Extracted material
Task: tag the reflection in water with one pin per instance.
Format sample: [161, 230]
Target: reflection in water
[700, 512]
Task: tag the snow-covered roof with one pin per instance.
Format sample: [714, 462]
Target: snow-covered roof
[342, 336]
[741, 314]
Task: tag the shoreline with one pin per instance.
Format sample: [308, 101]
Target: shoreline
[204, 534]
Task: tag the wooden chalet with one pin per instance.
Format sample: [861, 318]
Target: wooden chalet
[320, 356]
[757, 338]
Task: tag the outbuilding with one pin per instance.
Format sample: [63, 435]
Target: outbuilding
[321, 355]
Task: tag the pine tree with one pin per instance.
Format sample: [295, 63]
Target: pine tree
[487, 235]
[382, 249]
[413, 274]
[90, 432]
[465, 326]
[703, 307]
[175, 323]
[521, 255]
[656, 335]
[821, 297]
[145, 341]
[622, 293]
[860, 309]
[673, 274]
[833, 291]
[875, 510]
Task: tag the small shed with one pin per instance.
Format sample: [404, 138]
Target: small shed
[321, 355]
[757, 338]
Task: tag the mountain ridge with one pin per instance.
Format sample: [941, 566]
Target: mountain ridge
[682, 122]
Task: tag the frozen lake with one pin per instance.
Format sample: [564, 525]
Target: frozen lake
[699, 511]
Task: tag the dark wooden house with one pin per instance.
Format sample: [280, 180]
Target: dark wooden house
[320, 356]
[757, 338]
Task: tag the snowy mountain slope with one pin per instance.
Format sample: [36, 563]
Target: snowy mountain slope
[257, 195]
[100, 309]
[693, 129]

The exercise
Set out every line of the listing above as a numbered list, dropping any blank lines.

Right answer
1. Task: tag the reflection in water with one pin per instance.
2. Format sample: [161, 230]
3. Target: reflection in water
4. [700, 512]
5. Task: tag the snow-covered roof with one pin per instance.
6. Format sample: [714, 462]
7. Target: snow-covered roof
8. [342, 336]
9. [741, 314]
10. Task: tag the shoreline with one pin per instance.
11. Format sample: [308, 101]
12. Target: shoreline
13. [204, 534]
14. Task: tag the wooden chalet with one pin per instance.
15. Format sample: [861, 318]
16. Target: wooden chalet
17. [320, 356]
18. [757, 338]
19. Task: tag the outbuilding with one pin per instance.
20. Format sample: [63, 435]
21. Target: outbuilding
22. [321, 355]
23. Task: tag the pine tree with one pin per instance.
24. Format sample: [295, 63]
25. Target: pine tree
26. [487, 235]
27. [382, 249]
28. [413, 274]
29. [90, 432]
30. [465, 326]
31. [703, 307]
32. [175, 323]
33. [521, 255]
34. [656, 335]
35. [821, 297]
36. [145, 341]
37. [622, 293]
38. [860, 309]
39. [673, 274]
40. [833, 291]
41. [875, 510]
42. Task: tag the small shed with one pin per instance.
43. Format sample: [404, 138]
44. Target: small shed
45. [321, 355]
46. [757, 338]
47. Task: tag the mountain ridge with one pin per instance.
48. Format sample: [941, 566]
49. Target: mountain ridge
50. [682, 122]
51. Task: tag the frozen lake with one pin per instance.
52. Format sample: [564, 525]
53. Target: frozen lake
54. [699, 511]
55. Task: tag the dark wooden house with one pin per instance.
56. Format sample: [280, 180]
57. Target: dark wooden house
58. [320, 356]
59. [757, 338]
60. Task: tag the snowy mountain slope with one pin per instance.
61. Format sample: [36, 563]
62. Target: snowy mountain slope
63. [257, 195]
64. [100, 309]
65. [693, 129]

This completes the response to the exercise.